Look through the entries for the string "doing", and copy each line that holds it.

**Records supplied**
=== Section Start ===
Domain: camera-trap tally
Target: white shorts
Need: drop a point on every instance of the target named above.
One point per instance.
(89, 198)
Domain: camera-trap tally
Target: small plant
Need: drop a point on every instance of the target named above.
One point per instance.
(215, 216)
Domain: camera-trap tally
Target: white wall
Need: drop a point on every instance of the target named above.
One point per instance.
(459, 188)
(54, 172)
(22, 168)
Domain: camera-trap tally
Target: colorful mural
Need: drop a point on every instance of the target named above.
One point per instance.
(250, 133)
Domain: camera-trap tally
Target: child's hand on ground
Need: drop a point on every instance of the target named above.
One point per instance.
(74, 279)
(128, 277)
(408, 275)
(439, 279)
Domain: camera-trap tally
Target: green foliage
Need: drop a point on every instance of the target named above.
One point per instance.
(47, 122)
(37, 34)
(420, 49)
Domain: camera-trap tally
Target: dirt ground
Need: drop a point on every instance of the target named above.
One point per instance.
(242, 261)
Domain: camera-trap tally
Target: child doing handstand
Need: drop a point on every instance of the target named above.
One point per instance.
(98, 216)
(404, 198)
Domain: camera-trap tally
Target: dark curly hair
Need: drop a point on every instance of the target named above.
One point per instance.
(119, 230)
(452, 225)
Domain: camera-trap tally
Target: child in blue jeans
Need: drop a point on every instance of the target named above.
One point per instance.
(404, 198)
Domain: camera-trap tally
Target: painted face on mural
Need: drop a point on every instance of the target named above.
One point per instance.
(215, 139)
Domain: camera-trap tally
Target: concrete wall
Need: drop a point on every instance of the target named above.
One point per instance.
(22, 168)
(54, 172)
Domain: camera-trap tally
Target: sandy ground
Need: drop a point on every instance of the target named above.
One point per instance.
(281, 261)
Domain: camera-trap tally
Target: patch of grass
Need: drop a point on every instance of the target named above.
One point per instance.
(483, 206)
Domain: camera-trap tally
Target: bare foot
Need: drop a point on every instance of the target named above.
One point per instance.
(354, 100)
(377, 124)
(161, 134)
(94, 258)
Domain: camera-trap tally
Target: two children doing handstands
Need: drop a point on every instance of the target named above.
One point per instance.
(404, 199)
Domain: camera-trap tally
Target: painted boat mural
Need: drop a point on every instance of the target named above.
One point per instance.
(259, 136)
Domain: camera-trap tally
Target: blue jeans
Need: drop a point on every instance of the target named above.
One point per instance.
=== Section End ===
**Task response**
Target: child doing handstand
Target: two children doing handstands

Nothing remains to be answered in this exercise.